OBJECTIVE: Write the data out again, character for character, with no images.

ENTRIES SUPPLIED:
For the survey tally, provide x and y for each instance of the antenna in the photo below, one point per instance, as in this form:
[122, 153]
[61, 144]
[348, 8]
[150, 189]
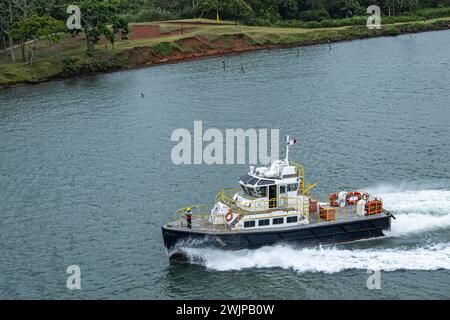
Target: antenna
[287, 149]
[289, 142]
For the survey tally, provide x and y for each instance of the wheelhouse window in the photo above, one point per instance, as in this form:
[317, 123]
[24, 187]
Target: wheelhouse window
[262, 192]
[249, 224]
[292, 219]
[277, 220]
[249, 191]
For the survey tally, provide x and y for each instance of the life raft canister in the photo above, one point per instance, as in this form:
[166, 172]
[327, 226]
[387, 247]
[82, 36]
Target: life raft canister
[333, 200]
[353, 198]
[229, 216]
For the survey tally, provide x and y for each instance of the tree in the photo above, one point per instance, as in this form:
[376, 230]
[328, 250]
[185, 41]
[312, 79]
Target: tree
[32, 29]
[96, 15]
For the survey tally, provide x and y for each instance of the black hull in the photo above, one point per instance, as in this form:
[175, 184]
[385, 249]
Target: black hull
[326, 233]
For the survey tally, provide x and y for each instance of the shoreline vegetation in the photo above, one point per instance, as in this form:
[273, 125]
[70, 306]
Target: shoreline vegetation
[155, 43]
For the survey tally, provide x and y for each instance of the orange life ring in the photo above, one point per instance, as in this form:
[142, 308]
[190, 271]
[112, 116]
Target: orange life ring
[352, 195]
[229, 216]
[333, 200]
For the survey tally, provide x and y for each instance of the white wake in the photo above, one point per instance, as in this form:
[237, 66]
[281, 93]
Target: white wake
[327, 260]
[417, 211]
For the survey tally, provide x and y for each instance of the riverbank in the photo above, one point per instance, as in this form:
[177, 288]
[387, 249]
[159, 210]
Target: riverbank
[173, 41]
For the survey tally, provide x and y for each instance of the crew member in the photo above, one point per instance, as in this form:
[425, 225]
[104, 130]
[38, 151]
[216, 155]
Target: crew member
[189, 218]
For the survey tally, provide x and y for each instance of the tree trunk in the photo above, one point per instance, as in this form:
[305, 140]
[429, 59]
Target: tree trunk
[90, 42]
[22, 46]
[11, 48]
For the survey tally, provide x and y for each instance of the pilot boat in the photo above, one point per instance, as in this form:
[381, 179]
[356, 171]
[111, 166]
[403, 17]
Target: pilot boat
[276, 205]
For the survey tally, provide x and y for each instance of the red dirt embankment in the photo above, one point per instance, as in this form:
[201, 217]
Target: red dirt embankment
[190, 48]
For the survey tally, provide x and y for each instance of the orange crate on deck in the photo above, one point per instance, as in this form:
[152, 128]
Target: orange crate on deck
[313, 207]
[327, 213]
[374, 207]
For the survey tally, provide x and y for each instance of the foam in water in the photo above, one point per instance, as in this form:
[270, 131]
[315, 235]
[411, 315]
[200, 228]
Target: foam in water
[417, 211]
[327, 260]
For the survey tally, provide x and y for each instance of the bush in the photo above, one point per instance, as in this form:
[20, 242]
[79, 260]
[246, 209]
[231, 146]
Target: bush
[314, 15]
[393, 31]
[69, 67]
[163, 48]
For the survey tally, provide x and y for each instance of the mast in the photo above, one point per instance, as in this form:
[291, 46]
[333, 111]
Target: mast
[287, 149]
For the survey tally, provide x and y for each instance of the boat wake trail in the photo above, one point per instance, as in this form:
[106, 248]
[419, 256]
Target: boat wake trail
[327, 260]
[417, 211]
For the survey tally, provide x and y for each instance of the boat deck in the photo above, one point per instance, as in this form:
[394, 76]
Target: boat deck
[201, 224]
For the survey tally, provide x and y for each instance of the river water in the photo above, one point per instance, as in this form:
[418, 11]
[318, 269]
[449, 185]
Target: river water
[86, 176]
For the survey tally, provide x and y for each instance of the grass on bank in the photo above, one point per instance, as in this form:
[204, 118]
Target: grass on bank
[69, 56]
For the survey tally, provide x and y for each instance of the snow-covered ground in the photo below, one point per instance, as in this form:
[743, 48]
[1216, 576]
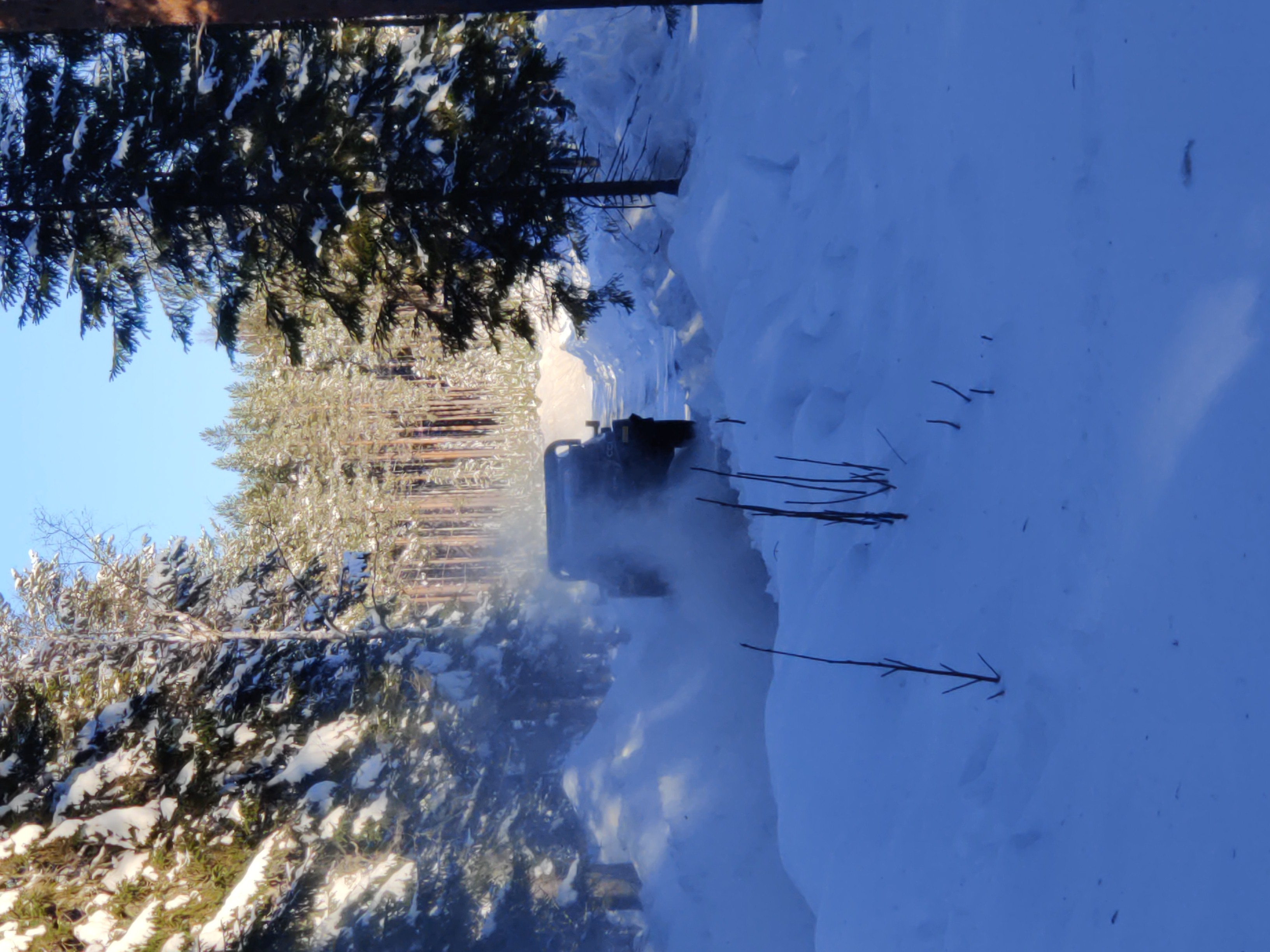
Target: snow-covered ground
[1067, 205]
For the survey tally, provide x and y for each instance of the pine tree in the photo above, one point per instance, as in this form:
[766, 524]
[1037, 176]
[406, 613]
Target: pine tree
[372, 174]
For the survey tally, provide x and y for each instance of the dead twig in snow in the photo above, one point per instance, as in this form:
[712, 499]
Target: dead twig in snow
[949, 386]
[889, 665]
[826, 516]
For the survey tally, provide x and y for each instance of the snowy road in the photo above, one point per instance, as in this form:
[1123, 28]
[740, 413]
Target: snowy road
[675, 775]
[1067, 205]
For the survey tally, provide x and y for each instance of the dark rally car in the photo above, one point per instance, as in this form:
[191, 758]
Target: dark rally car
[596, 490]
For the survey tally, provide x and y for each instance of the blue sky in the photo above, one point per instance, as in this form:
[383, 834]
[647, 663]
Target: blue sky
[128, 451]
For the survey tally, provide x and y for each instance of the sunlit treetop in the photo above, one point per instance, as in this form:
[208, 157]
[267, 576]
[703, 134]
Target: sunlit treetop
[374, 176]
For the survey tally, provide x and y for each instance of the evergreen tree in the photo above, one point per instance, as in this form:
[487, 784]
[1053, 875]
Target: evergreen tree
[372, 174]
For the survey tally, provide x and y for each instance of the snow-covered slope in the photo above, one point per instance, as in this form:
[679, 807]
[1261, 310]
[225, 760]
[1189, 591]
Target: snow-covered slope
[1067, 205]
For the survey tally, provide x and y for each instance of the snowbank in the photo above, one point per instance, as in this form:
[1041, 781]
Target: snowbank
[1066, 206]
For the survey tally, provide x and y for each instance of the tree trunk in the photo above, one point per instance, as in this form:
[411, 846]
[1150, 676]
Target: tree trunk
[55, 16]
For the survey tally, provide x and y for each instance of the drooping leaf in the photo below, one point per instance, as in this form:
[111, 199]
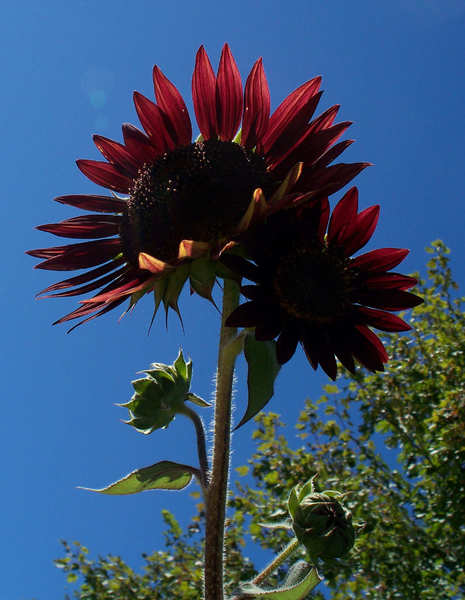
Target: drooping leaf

FINAL ANSWER:
For the survey tally, provide x and y for each instance of the antenna in the photo below, one point per instance, as in this form:
[122, 153]
[61, 144]
[348, 8]
[150, 189]
Target: antenna
[287, 149]
[289, 142]
For the survey tally, provide x and y for each instance of the wheelhouse window in the photo above, one point per instance, as in this form:
[317, 123]
[24, 187]
Target: wheelhouse window
[262, 192]
[249, 224]
[292, 219]
[277, 220]
[249, 191]
For the survey tally, provide x and y for each instance of the life raft canister in the photo above, one point per instance, as in this form:
[166, 172]
[327, 226]
[387, 247]
[82, 36]
Target: life raft canister
[333, 200]
[353, 198]
[229, 216]
For the survey tally, provide x and y for each instance of the tree in the photo above, one point per instance, as in this form:
[376, 230]
[328, 250]
[185, 41]
[312, 79]
Target: tree
[32, 29]
[96, 15]
For the survey tally, provide x and y for each instance of the black hull in the photo above, one point per instance, as in this form:
[175, 184]
[385, 249]
Target: black hull
[326, 233]
For the survey tally, provide x and y for each instance of the shoreline vegetation in the photo above, one point per instance, as in this form:
[273, 125]
[70, 306]
Target: shoreline vegetation
[155, 43]
For the survey tally, provide x and y for each instance of the orange life ring in the photo above, one point per instance, as in this form:
[142, 308]
[190, 271]
[112, 116]
Target: orange life ring
[352, 195]
[229, 216]
[333, 200]
For the survey tally, provide x and y for each instance of the white wake in the photo above, one point per instance, as in this form:
[237, 66]
[281, 93]
Target: white wake
[327, 260]
[417, 211]
For the survey tally, provide x and y for each instance of the riverbank in the photo above, one point per instance, as in this form:
[177, 288]
[387, 249]
[159, 210]
Target: riverbank
[173, 41]
For the survey tally, provide x and y for each instance of the crew member in the photo above, one point per instance, as in this form:
[425, 225]
[104, 130]
[38, 151]
[216, 155]
Target: crew member
[189, 218]
For the survey tally, provide x and y for each instance of the tree trunk in the photo above, one point per instance, as in this form:
[305, 140]
[429, 59]
Target: tree trunk
[90, 42]
[22, 46]
[11, 48]
For the survey tally, provide x and y for each instance of the pilot boat in the photo above, one point per instance, as in this form:
[381, 179]
[356, 171]
[111, 166]
[403, 17]
Target: pilot boat
[276, 205]
For the survey tally, provide x and y for each instance of the red dirt embankment in the photo above, one point per instance, as in this form:
[201, 217]
Target: red dirt embankment
[190, 48]
For the survey tally, provide x and y for each instance of the orange crate on deck in the photo above, one point per instance, as in this form:
[152, 128]
Target: orange crate on deck
[313, 207]
[327, 213]
[374, 207]
For the survey tally, provide x and y for each instance of the foam in water in the photo above, one point per instance, as in this form:
[270, 131]
[315, 235]
[411, 315]
[200, 228]
Target: foam in water
[417, 211]
[327, 260]
For the survey tally, provide x and y for each instance of the bush in the photo above, one point per instance, as in this form:
[20, 242]
[79, 260]
[246, 209]
[231, 146]
Target: bush
[314, 15]
[393, 31]
[69, 67]
[163, 48]
For the survey tally, provide x and y for each instance of the mast in the photo above, one point per instance, as in this form:
[291, 46]
[333, 111]
Target: mast
[287, 149]
For the survey tally, provide x and y for each instance of the boat wake trail in the photo above, one point per instance, as in this form:
[106, 248]
[419, 256]
Target: boat wake trail
[327, 260]
[417, 211]
For the survey tally, provide x and y for each instance of the boat deck in the photo above, one point per instance, as in this form:
[394, 76]
Target: boat deck
[201, 224]
For the survey tally, provide x and y for each instance of the river water in the photo above, one point per instance, as in this form:
[418, 11]
[318, 269]
[449, 185]
Target: river water
[86, 176]
For the survey tally, provide x and y for each instance of the grass on bank in the photo above, one point per instance, as in this form:
[204, 118]
Target: grass on bank
[69, 56]
For the survey tally, provide x and y for each instance of the snow-covered ground in the photo below, one point per instance, as in this form:
[743, 48]
[1216, 576]
Target: snow-covered ground
[1067, 205]
For the survey tally, provide x and y for each instance of the pine tree in the photo above, one point per instance, as in this form:
[766, 524]
[1037, 176]
[406, 613]
Target: pine tree
[372, 174]
For the survey tally, provide x and y for each instance of the dead twig in snow in the photo above, one point per instance, as in this form:
[712, 499]
Target: dead twig in snow
[949, 386]
[889, 665]
[826, 516]
For the survey tally, provide x and y for each instance of the snowy road in the photo above, one point per instance, as in this form:
[1123, 28]
[740, 413]
Target: snowy road
[675, 775]
[1067, 205]
For the survey tally, provide x and y for each instance of the dark rally car in the photo above, one point per instance, as in this form:
[191, 758]
Target: dark rally car
[596, 490]
For the survey tally, provide x and y for each instance of the blue sky in the photo above, one point per instance, as in this form:
[383, 834]
[647, 663]
Target: blue sky
[128, 451]
For the survey tally, provide x and y for each instance of the sunlit treetop in the photo above, one point per instance, as in this form:
[208, 157]
[267, 576]
[703, 134]
Target: sunlit treetop
[374, 176]
For the survey tally, provide x and y for each instance of the evergreen tree in the photo above, one point per instance, as in this form:
[487, 784]
[1053, 875]
Target: evergreen tree
[372, 174]
For the survey tally, provide x and y for each instance of the snow-covered slope in the photo above, one point per instance, as in this form:
[679, 807]
[1261, 310]
[225, 760]
[1189, 591]
Target: snow-covered slope
[1067, 205]
For the survey tally, provide x and y for each instance of the snowbank in the photo above, one point per instance, as in this form:
[1041, 781]
Target: snowbank
[1066, 206]
For the survey tally, provide x and y for each instance of the tree trunk in the photo above, one point per instance, as in this form:
[411, 846]
[1150, 676]
Target: tree trunk
[55, 16]
For the survey tally, provide x and y for each instance of the drooping leaf in the photo below, one point per instance, as in this form:
[111, 199]
Target: drooping leaf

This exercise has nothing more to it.